EXERCISE DESCRIPTION: The lines you return should be those containing the string "every", taken from the data below.

TASK INPUT:
────

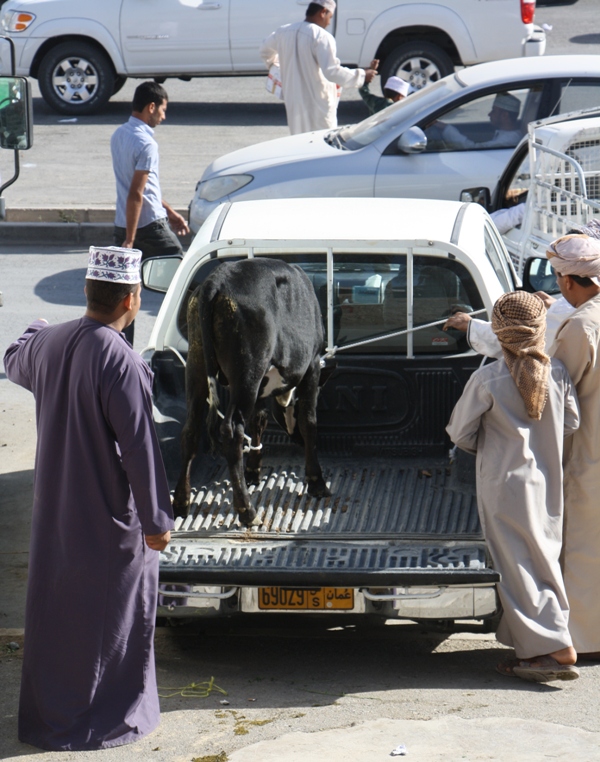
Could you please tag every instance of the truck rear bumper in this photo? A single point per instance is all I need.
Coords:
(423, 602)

────

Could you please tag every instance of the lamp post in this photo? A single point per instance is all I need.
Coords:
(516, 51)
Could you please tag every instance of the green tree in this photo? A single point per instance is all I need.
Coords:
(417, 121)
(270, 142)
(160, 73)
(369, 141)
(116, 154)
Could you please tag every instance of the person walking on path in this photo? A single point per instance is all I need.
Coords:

────

TASK RESULT:
Could you please tag every instance of the truck rear bumper in this photo? A single point per instance is all I need.
Could you please tag every instance of the lamp post in this photo? A single point per instance is all I need.
Could you please tag every instance of the green tree in this photo? A single point per instance is all I need.
Could you please tag every instance of the person walking on path in this photo? A single point per instance is all I need.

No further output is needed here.